[Begin Exercise inputs]

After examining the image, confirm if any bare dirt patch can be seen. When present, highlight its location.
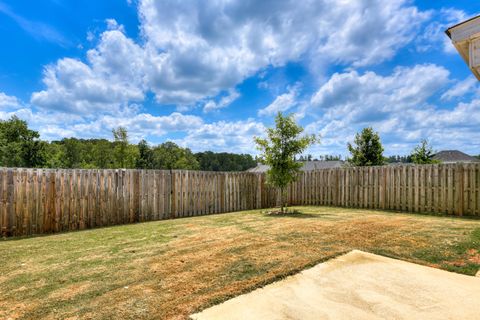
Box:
[0,207,480,319]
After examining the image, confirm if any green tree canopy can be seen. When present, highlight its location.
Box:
[255,112,317,212]
[0,116,47,167]
[410,139,438,164]
[153,141,200,170]
[347,128,385,167]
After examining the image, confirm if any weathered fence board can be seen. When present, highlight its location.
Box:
[0,164,480,236]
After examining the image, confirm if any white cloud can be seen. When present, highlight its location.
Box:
[258,84,299,116]
[203,89,240,112]
[31,24,144,114]
[305,65,480,154]
[0,92,20,109]
[174,119,265,153]
[31,0,428,112]
[415,8,468,54]
[139,0,428,104]
[441,76,480,101]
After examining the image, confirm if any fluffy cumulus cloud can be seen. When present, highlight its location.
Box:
[12,0,480,153]
[0,92,20,109]
[441,76,480,101]
[139,0,428,104]
[203,89,240,112]
[258,84,299,116]
[175,119,265,153]
[415,8,468,54]
[31,26,144,114]
[305,65,480,154]
[31,0,428,112]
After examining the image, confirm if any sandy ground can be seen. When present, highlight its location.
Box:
[191,250,480,320]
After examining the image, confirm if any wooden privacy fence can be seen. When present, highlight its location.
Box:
[0,168,270,236]
[288,163,480,216]
[0,164,480,236]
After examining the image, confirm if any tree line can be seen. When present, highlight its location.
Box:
[0,116,257,171]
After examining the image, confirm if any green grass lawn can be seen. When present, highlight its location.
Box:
[0,207,480,319]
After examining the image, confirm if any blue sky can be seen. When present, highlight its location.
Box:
[0,0,480,155]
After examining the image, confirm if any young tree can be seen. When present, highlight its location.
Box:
[255,112,317,213]
[135,140,153,169]
[410,139,438,164]
[153,141,200,170]
[112,127,138,168]
[348,128,385,167]
[0,116,47,168]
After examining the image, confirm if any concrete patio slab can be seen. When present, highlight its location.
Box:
[191,250,480,320]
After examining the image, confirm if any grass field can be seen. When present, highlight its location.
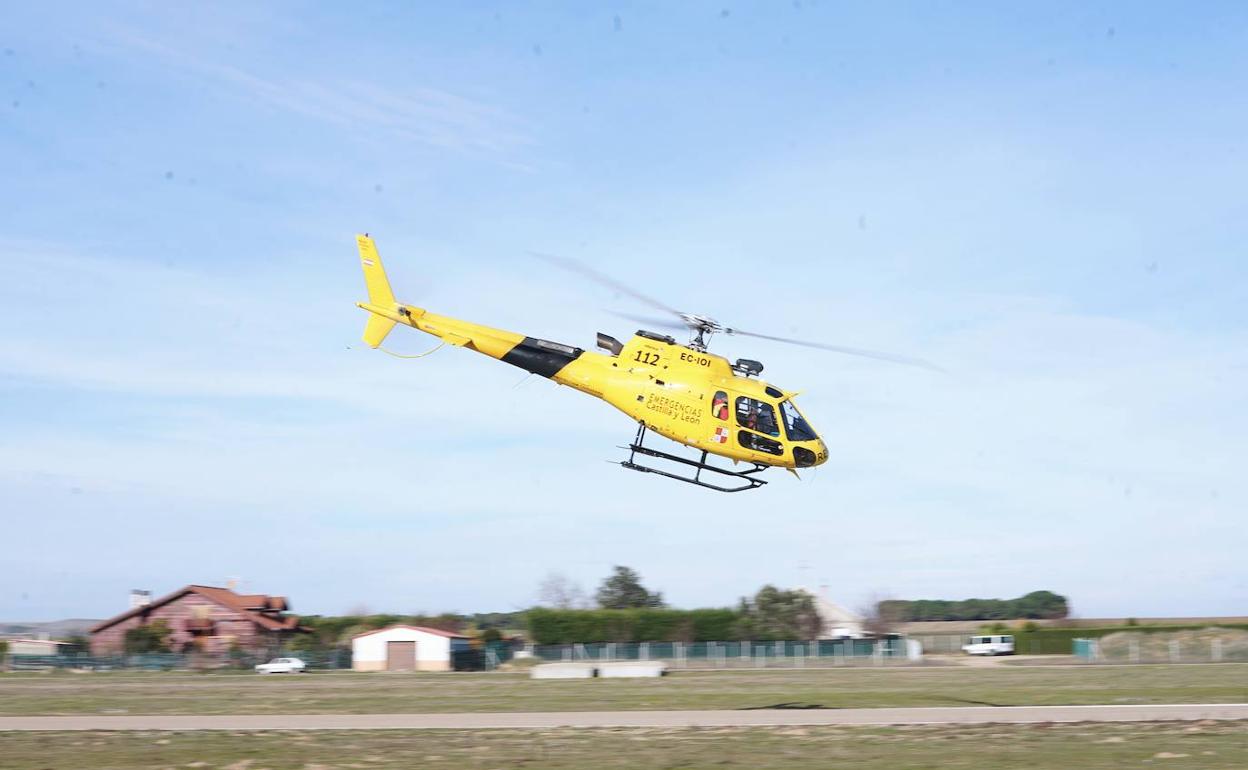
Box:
[0,664,1248,715]
[0,723,1248,770]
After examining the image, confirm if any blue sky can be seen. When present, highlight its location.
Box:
[0,0,1248,619]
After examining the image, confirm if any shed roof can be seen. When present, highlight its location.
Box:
[352,623,468,639]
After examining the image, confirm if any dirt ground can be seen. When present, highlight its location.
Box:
[0,723,1248,770]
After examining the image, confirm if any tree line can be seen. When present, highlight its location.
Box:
[877,590,1071,623]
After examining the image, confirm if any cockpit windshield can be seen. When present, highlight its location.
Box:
[780,398,819,441]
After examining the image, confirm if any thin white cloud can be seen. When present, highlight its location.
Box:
[96,26,533,156]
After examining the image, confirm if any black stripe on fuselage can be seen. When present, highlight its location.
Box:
[502,337,584,377]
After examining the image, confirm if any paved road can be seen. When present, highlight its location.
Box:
[0,703,1248,730]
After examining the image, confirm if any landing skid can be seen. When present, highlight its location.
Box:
[620,423,770,492]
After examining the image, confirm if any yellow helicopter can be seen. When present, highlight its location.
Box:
[356,235,935,492]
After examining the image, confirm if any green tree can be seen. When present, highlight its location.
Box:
[122,620,168,655]
[61,634,91,655]
[738,585,821,640]
[597,564,665,609]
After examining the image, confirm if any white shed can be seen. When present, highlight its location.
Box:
[351,625,468,671]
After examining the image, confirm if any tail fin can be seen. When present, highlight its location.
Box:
[356,236,394,304]
[356,235,398,348]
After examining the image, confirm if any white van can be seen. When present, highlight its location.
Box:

[End Exercise inputs]

- _What you have to do_: Print the lines above verbatim, starting at the line containing "After examining the image, confirm if any green tree can be" and ending at the line containing "[356,235,398,348]", with both of those lines included.

- _Exercise output_:
After examining the image, confirm if any green tree can be seen. When present, highlight its location.
Box:
[122,620,168,655]
[61,634,91,655]
[738,585,821,640]
[597,564,665,609]
After examining the image, confirm if any white shed can be seen. When present, highlight its location.
Box:
[351,625,468,671]
After examining the image, confirm if any tail fin can be seen. When present, highlight its location.
Box:
[356,236,394,304]
[356,235,398,348]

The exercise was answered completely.